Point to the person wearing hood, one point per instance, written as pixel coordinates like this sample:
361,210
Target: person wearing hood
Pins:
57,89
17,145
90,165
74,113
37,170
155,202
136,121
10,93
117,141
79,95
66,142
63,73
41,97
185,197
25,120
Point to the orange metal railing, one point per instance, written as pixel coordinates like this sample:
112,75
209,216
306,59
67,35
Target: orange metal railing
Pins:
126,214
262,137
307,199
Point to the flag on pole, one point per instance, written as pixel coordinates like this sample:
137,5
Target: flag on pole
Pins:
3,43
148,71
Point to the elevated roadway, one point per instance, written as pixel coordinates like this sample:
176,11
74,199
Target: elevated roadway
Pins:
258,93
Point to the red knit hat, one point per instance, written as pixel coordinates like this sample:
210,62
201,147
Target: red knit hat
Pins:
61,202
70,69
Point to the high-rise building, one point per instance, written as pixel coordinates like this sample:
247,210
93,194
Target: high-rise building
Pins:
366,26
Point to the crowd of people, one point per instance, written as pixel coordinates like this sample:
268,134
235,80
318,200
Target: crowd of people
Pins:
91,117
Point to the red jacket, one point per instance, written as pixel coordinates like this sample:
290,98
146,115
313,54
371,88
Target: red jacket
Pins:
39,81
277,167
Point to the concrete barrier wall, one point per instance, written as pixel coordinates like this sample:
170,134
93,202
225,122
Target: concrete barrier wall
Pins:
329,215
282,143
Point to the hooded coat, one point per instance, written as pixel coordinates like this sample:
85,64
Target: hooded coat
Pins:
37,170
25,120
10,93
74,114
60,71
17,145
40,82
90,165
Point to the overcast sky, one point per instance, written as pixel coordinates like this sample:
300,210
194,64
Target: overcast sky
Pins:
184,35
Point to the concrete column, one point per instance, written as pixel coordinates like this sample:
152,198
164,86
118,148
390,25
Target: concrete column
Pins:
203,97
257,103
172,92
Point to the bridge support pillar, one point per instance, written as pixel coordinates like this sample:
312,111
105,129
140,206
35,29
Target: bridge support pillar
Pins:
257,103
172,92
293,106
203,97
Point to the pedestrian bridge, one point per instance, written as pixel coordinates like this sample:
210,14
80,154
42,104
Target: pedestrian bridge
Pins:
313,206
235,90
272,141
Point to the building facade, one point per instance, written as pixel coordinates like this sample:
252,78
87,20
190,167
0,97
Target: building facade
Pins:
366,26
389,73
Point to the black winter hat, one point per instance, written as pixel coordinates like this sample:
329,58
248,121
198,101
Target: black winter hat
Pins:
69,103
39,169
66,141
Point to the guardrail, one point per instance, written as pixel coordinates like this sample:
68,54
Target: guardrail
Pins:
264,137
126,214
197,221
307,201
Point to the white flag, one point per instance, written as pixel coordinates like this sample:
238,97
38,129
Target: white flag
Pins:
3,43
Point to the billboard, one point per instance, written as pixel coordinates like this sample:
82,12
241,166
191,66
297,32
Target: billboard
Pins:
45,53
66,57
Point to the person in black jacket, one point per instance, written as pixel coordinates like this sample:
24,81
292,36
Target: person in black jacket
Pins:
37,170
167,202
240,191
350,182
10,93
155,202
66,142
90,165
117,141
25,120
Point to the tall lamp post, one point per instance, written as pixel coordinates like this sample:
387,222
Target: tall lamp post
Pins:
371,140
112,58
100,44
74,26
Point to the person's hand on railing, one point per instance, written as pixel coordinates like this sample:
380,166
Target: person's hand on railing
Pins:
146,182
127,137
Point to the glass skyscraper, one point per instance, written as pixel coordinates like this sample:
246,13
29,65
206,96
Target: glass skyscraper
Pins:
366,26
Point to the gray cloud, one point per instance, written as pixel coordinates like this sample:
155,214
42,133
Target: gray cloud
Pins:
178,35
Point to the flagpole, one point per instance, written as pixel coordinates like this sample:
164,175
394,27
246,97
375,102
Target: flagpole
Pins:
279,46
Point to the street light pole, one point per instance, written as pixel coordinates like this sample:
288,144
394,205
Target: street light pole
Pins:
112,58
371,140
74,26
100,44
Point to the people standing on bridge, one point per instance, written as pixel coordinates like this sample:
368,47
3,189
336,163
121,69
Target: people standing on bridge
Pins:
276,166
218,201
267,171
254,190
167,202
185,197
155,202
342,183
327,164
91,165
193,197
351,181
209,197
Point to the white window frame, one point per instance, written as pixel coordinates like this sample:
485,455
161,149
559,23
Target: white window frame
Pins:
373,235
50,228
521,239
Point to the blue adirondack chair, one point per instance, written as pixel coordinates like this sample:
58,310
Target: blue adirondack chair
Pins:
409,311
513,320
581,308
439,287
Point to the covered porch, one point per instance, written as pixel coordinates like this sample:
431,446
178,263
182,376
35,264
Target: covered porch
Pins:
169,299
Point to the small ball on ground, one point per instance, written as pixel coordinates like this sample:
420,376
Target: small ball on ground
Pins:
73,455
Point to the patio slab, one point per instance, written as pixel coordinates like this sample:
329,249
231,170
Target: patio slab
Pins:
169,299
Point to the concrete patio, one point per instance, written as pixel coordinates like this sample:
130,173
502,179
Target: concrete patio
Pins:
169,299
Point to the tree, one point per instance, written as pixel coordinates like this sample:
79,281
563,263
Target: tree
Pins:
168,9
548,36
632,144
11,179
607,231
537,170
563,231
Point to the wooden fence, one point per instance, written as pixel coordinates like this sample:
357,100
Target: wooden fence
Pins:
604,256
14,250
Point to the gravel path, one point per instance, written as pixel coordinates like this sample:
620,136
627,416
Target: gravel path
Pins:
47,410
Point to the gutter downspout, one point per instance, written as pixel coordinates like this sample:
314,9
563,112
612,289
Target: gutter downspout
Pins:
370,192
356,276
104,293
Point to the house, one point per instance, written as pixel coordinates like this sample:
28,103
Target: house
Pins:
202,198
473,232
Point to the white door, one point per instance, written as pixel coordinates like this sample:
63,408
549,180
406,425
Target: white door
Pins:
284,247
# # #
Given instruction —
Please output the entries above, every line exactly as it reads.

Written solution —
Point to the person wearing hood, one point per instance, written as pixel coordinates like this sample:
361,210
Target: person wearing hood
Pins:
57,89
17,145
90,165
74,113
37,170
155,202
136,121
10,93
117,141
79,95
66,142
63,73
41,97
185,197
25,120
Point to the orange metal railing, one point per instance, written as pixel coordinates like this sample:
112,75
209,216
306,59
67,35
Target: orange metal railing
Pins:
126,214
262,137
307,199
Point to the flag on pole, one point per instance, written as pixel coordinates like this sample:
137,5
Target: flag on pole
Pins:
3,43
148,71
Point to the elevated roadway, one point per instance, written as pixel coordinates like this sample:
176,11
74,199
Target: elevated roadway
Pins:
258,93
Point to the red knit hat, one point per instance, written as pixel coordinates like this sample:
210,62
201,147
Target: red knit hat
Pins:
61,202
70,69
Point to the high-rise building, one point per instance, written as pixel coordinates like this sample:
247,210
93,194
Target: high-rise building
Pins:
366,26
Point to the crowd of people, one point per instance, written as pixel coordinates like this sample:
268,134
235,80
318,200
Target: crowd of people
Pins:
91,117
Point to the red jacket, one point per instance, written as pixel coordinates like this sample:
290,98
146,115
313,54
371,88
Target: red jacket
Pins:
39,81
277,167
Point to the concrete barrier wall, one point per instance, written as pixel coordinates like this sample:
170,134
93,202
225,122
Target: concrete barrier wall
Pins:
329,215
282,143
Point to the hooded coat, one point per instance, written as pixel coordinates like this sample:
85,64
Target: hooded coat
Pins:
37,170
25,120
10,93
74,114
60,71
17,145
40,82
90,165
Point to the overcast sky, one point per instance, written as pixel coordinates like this sample:
300,210
194,64
Target: overcast sky
Pins:
184,35
Point to the concrete column, one point per instance, written as pixel coordinates like this sample:
152,198
164,86
118,148
390,25
Target: concrete column
Pins:
203,97
257,103
172,92
Point to the bridge support pillar, one point per instance, written as pixel coordinates like this sample:
312,111
105,129
140,206
35,29
Target: bridge support pillar
Pins:
257,103
172,92
293,106
203,97
Point to the pedestrian bridge, one point per instance, written as pixel coordinates like this sample:
210,14
80,154
42,104
Target: pedestrian bridge
Pins:
313,206
235,90
272,141
Point to the building facade, one point per instance, written as pixel coordinates like this sample:
252,78
87,20
190,167
0,97
Target: building facade
Pins:
366,26
389,73
Point to the black winter hat, one point per instance, written as pixel coordinates like this sample:
329,58
248,121
198,101
Target: black winter hat
Pins:
69,103
39,169
66,141
Point to the guardrail, one point per instance, written as pixel coordinates like this sample:
68,54
Target: guardrail
Pins:
264,137
126,214
197,221
307,201
Point to the white flag, one point per instance, written as pixel coordinates like this sample:
238,97
38,129
Target: white flag
Pins:
3,43
Point to the billboard, one point per instance, written as pixel coordinates like this sample:
82,12
241,166
191,66
297,32
Target: billboard
Pins:
45,53
66,57
Point to the person in black jacket, one point per instance, written as pixel coordinates like this sample:
24,81
292,36
Target: person in black jacket
Pins:
37,170
167,202
240,191
350,182
10,93
155,202
66,142
90,165
117,141
25,120
Point to the tall lamp post, one point per instance, written as pixel coordinates like this sample:
387,222
Target: tall lamp post
Pins:
371,140
112,58
100,44
74,26
Point to the person's hand on railing, one point per instance, written as pixel coordinates like this sample:
380,166
Target: person's hand on railing
Pins:
146,182
127,137
Point to the glass skyscraper, one point per instance, written as pixel coordinates like this sample:
246,13
29,65
206,96
Target: glass skyscraper
Pins:
366,26
Point to the gray cloud, one point per instance, written as pixel coordinates like this sample:
155,214
42,133
Target: gray cloud
Pins:
178,35
Point to the flagpole, one point per instance, written as pixel coordinates like this sample:
164,175
394,27
246,97
375,102
Target: flagpole
Pins:
279,46
Point to the street light pole, one point per instance, written as pixel coordinates like this sample:
288,144
394,205
Target: street light pole
Pins:
112,58
371,140
74,26
100,44
Point to the people standing on bridge, one point per instance, written as pixel coordinates like this sample:
368,47
3,189
336,163
121,69
Target: people standing on bridge
Pins:
276,166
218,201
267,171
254,190
167,202
185,197
155,202
342,183
327,164
91,165
193,197
351,181
209,197
Point to the white window frame, one point per instance, written as pixel coordinates like this sample:
485,455
161,149
559,23
Target: white window frame
Pins:
373,235
50,228
521,239
Point to the blue adirondack chair, one point per instance, written as pixel coordinates like this sample:
58,310
Target: blue adirondack chair
Pins:
409,311
513,320
581,308
439,287
Point to the covered porch, one point per instance, written as pixel coordinates like this sample:
431,446
178,263
182,376
35,264
Target: covered porch
Pins:
169,299
Point to the small ball on ground, one point per instance, written as pixel coordinates like this sample:
420,376
Target: small ball on ground
Pins:
73,455
Point to the patio slab, one point per instance, written as pixel coordinates like this sample:
329,249
231,170
Target: patio slab
Pins:
169,299
Point to the concrete patio, one point per instance, written as pixel coordinates like this sample:
130,173
502,179
Target: concrete patio
Pins:
169,299
Point to the tree, one point per instance, written as pixel coordinates like this sample:
79,281
563,263
Target: tree
Pins:
168,9
548,36
632,144
11,179
607,231
537,170
563,231
Point to the wooden fence, one point per instance, written as pixel coordinates like this sample:
357,100
Target: wooden fence
Pins:
604,256
14,250
Point to the gravel path, one point per instance, written as pixel coordinates like this sample:
620,136
627,416
Target: gravel path
Pins:
47,410
Point to the gutter downspout, one point per instance, written as pixel coordinates like this sample:
314,9
563,112
612,289
Target: gutter downspout
Pins:
370,192
356,276
104,293
Point to the house, one point per instance, written as pixel coordinates like this sample:
28,103
Target: house
Pins:
202,198
473,232
Point to the white door, one point per instance, written as pixel coordinates like this sample:
63,408
549,180
406,425
Target: white door
Pins:
284,247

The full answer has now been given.